**Extrait source**:
┌──

L'Ukrainien Bohdan Levchykov, 15 ans, à Balakliia dans la région de Kharkiv (est), le 13 octobre 2025 ( AFP / OLEKSII FILIPPOV )
Ombre de moustache, tignasse ébouriffée et casquette de marque : Bogdan serait l'ado lambda, s'il ne concentrait les malheurs d'une jeune génération ukrainienne marquée par bientôt quatre ans de guerre.
Son père Stanislav, militaire de carrière, est mort le 30 mars 2022 à l'âge de 45 ans en défendant Kharkiv. Epuisée par les épreuves, sa mère Iryna, 50 ans, a été diagnostiquée à l'automne d'un cancer de l'utérus de stade trois.
Bogdan Levtchikov, 15 ans, ne connaît plus personne de son âge dans sa ville de Balakliia (est de l'Ukraine) occupée par l'armée russe de mars à septembre 2022, reconquise par les forces ukrainiennes mais régulièrement sous le feu russe, à 70 km du front.
"Ma mère et moi sommes revenus quelques jours après la libération de la ville et il n'y avait plus d'enfants, aucun magasin ouvert, rien", se souvient-il. La vie n'a repris qu'au compte-gouttes, avec seulement une fraction des 26.000 habitants d'avant-guerre encore sur place - dont beaucoup de personnes âgées.

└──

**Données fournies**:

┌──

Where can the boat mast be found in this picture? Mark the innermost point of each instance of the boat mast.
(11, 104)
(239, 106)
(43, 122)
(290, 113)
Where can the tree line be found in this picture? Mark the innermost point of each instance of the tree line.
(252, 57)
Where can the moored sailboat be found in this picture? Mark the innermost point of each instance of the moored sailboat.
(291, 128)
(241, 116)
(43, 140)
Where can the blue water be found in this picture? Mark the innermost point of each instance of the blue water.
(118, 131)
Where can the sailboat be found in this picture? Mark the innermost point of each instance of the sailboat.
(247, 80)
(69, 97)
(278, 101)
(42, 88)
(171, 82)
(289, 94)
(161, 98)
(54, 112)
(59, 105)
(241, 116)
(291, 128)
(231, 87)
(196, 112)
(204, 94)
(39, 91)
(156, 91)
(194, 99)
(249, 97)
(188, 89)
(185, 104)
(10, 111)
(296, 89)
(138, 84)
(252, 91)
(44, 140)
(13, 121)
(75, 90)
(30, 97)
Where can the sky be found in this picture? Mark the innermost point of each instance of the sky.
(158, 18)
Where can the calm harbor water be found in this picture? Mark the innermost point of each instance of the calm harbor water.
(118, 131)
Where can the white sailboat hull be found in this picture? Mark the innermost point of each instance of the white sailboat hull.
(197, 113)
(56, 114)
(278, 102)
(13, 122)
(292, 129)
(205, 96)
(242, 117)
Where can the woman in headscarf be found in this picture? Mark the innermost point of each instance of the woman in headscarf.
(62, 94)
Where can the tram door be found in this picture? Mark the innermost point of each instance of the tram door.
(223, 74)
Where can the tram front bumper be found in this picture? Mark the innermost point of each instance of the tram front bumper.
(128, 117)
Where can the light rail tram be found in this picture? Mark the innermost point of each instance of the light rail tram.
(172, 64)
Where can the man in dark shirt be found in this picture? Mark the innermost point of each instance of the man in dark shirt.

└──

**Consigne A**: D'après l'extrait sur le jeune Bogdan à Balakliia, à quelle date son père est-il mort ?
**Consigne B**: Rédige la suite de l'extrait sur le jeune Bogdan à Balakliia, en reprenant juste après sa dernière phrase.
Les enregistrements viennent d'une autre source que l'extrait.

**Réponse A**: Le 30 mars 2022.

**Réponse B**:
Les lieux jadis fréquentés par les jeunes sont largement désertés. Le parc à skateboard, les bords de la rivière Balakliia ont été minés par les Russes. Les mines y ont depuis été enlevées "mais la rumeur dit que ce n'est toujours pas sûr d'y aller", explique Bogdan.
L'adolescent suit ses cours exclusivement en ligne. Son quotidien est rythmé par les alertes antiaériennes.
Descendre quatre étages à pied pour se réfugier au sous-sol est au dessus des forces de sa mère. Fils et mère étendent alors un matelas dans la petite entrée de leur appartement, seule pièce un peu protégée car ne donnant pas sur une fenêtre. "Nous nous sommes habitués à nous débrouiller à deux. Nous formons une équipe soudée", sourit Bogdan.
Aucune de ces épreuves ne se lit sur le visage calme de l'adolescent.
L'Ukrainienne Iryna Levchykov, mère de Bohdan, montre une photo de son mari tué en défendant Kharkiv. A Balakliia, le 13 octobre 2025 ( AFP / OLEKSII FILIPPOV )
"Ce n'est pas que Bogdan. Tous les enfants se sont adaptés si vite. Cette génération, je ne sais pas comment la qualifier", observe sa mère, circonspecte.
Elle n'est pas la seule à se poser la question. Près de 24.000 jeunes Ukrainiens de 11 à 17 ans ont été interrogés fin 2023 sous l'égide de l'Organisation mondiale de la santé (OMS).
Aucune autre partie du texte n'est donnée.